## REQUIREMENTS
Reproduce the following data line for line, with no changes.

[start RECORDS PROVIDED]

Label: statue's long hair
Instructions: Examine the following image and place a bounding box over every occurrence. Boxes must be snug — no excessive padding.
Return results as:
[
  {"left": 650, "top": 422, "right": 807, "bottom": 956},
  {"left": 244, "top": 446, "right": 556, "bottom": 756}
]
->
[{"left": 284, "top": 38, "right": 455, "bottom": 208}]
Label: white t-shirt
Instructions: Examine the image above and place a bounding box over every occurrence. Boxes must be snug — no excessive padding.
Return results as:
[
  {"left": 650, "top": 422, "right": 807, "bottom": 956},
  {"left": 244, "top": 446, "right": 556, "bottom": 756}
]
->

[end RECORDS PROVIDED]

## WRITTEN REPLY
Label: statue's long hair
Instructions: Examine the following image and place a bounding box over every occurrence. Boxes must be snug — no excessive padding.
Return results as:
[
  {"left": 650, "top": 422, "right": 807, "bottom": 956},
  {"left": 244, "top": 446, "right": 556, "bottom": 756}
]
->
[{"left": 284, "top": 38, "right": 455, "bottom": 208}]
Label: white t-shirt
Instructions: Examine the image above and place a bounding box over every occurrence. Boxes must be snug — no excessive padding.
Return results as:
[
  {"left": 650, "top": 422, "right": 807, "bottom": 956},
  {"left": 244, "top": 446, "right": 556, "bottom": 756}
]
->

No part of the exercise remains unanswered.